*** Opening Data ***
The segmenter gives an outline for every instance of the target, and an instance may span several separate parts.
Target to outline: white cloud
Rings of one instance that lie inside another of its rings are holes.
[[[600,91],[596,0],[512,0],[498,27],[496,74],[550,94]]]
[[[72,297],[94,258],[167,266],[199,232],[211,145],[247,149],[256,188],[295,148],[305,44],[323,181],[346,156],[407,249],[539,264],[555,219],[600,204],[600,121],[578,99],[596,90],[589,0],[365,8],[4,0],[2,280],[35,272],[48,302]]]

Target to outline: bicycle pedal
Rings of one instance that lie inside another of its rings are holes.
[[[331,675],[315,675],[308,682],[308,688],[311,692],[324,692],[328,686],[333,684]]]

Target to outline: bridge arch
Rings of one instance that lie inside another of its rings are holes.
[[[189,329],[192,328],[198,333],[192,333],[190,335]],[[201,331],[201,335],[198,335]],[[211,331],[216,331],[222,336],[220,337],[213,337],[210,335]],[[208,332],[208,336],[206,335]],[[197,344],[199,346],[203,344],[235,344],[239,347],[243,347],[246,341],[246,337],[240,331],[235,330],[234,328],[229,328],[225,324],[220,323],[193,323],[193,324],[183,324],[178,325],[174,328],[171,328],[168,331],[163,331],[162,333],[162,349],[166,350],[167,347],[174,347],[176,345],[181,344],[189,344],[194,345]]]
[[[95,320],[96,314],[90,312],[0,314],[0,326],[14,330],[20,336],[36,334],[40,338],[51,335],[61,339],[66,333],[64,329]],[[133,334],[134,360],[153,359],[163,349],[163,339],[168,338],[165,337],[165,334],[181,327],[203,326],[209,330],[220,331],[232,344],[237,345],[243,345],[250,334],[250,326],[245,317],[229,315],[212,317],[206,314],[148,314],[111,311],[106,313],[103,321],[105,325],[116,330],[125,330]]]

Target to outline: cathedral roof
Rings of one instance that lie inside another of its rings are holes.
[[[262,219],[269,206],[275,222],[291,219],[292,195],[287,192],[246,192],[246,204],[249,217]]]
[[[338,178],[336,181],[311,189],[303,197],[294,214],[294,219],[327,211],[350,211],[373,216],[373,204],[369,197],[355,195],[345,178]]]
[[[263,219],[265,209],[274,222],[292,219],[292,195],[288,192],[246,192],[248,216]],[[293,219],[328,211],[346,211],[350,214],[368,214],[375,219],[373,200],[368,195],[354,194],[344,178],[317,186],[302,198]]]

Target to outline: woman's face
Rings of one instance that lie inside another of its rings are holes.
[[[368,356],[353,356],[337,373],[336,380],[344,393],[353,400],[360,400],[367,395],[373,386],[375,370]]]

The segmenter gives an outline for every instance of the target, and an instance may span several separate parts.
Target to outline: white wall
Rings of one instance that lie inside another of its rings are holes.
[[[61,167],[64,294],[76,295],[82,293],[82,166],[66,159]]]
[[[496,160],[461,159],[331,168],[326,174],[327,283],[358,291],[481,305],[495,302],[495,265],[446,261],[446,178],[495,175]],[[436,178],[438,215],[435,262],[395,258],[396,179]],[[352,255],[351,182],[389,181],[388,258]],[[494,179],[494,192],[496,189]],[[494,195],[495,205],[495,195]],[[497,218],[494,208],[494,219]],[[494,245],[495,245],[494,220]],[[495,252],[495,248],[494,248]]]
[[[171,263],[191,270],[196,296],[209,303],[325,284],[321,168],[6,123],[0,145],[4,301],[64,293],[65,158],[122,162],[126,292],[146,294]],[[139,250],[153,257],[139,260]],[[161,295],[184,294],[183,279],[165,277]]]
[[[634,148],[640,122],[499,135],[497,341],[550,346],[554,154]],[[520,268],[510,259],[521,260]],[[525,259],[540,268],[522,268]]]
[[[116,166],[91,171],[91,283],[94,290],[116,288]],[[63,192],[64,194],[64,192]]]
*** Closing Data ***
Exercise description: In your answer, repeat each of the records exactly.

Answer area:
The segmenter gives an outline for every instance of the target, and an instance may span several separate parts.
Target to outline: white cloud
Rings of one instance that lie inside another of its rings are holes.
[[[600,91],[596,0],[512,0],[498,27],[496,74],[550,94]]]
[[[72,297],[94,258],[167,266],[199,232],[211,145],[247,149],[256,188],[295,148],[305,44],[323,181],[346,156],[407,249],[539,264],[555,219],[600,204],[600,121],[578,99],[596,90],[589,0],[365,8],[4,0],[2,280],[35,272],[48,302]]]

Target to outline: bicycle pedal
Rings of one instance that lie inside another of its rings are holes.
[[[331,675],[315,675],[308,682],[308,688],[311,692],[324,692],[328,686],[333,684]]]

Target to outline: bridge arch
Rings of one instance that lie inside another of its rings are holes.
[[[189,329],[192,328],[198,333],[192,333],[190,335]],[[201,331],[201,335],[198,335]],[[211,331],[216,331],[222,336],[220,337],[213,337],[210,335]],[[208,332],[208,336],[206,335]],[[197,344],[199,346],[203,344],[235,344],[239,347],[243,347],[246,341],[246,337],[240,331],[235,330],[234,328],[229,328],[225,324],[220,323],[193,323],[193,324],[183,324],[178,325],[174,328],[171,328],[168,331],[163,331],[162,333],[162,349],[166,350],[167,347],[174,347],[176,345],[181,344],[189,344],[194,345]]]
[[[95,320],[96,314],[90,312],[0,314],[0,326],[14,330],[20,336],[36,334],[40,338],[51,335],[61,339],[66,333],[64,329]],[[133,334],[134,360],[153,359],[163,349],[163,339],[168,338],[165,337],[165,334],[181,327],[203,326],[209,330],[220,331],[232,344],[237,345],[243,345],[250,334],[250,326],[245,317],[229,315],[212,317],[206,314],[148,314],[111,311],[106,313],[103,321],[105,325],[116,330],[125,330]]]

Target to outline: cathedral roof
Rings of one instance that lie inside another of its rings are holes.
[[[262,219],[269,206],[275,222],[291,219],[292,195],[287,192],[246,192],[246,204],[249,217]]]
[[[338,178],[336,181],[311,189],[303,197],[294,214],[294,219],[327,211],[350,211],[373,216],[373,204],[369,197],[355,195],[345,178]]]
[[[263,219],[265,209],[274,222],[292,219],[292,195],[288,192],[246,192],[248,216]],[[293,219],[328,211],[346,211],[350,214],[368,214],[375,219],[373,200],[368,195],[354,194],[344,178],[317,186],[302,198]]]

Target to outline: woman's face
Rings of one instance that lie inside another of its rings are holes.
[[[368,356],[353,356],[337,373],[336,380],[344,393],[353,400],[360,400],[367,395],[373,386],[375,370]]]

The segmenter gives an outline for every instance of the target, and an instance may span several separate parts.
Target to outline: white wall
Rings of one instance that lie inside another of its rings are holes.
[[[61,167],[64,294],[76,295],[82,293],[82,166],[66,159]]]
[[[496,160],[461,159],[331,168],[326,174],[327,283],[358,291],[481,305],[495,302],[495,265],[446,261],[446,178],[495,175]],[[436,178],[438,215],[435,262],[395,258],[396,179]],[[352,255],[351,182],[389,181],[388,258]],[[494,179],[494,192],[496,189]],[[494,195],[495,205],[495,195]],[[497,218],[494,208],[494,219]],[[494,245],[495,245],[494,220]],[[495,252],[495,248],[494,248]]]
[[[171,263],[191,270],[196,296],[209,303],[325,284],[321,168],[6,123],[0,145],[4,301],[64,293],[65,158],[122,162],[126,292],[146,294]],[[139,250],[153,257],[139,260]],[[161,295],[184,294],[183,279],[165,277]]]
[[[634,148],[640,122],[499,135],[497,341],[550,346],[554,154]],[[520,268],[510,259],[521,260]],[[525,259],[540,268],[522,268]]]
[[[116,166],[91,171],[91,283],[94,290],[116,288]],[[63,192],[64,194],[64,192]]]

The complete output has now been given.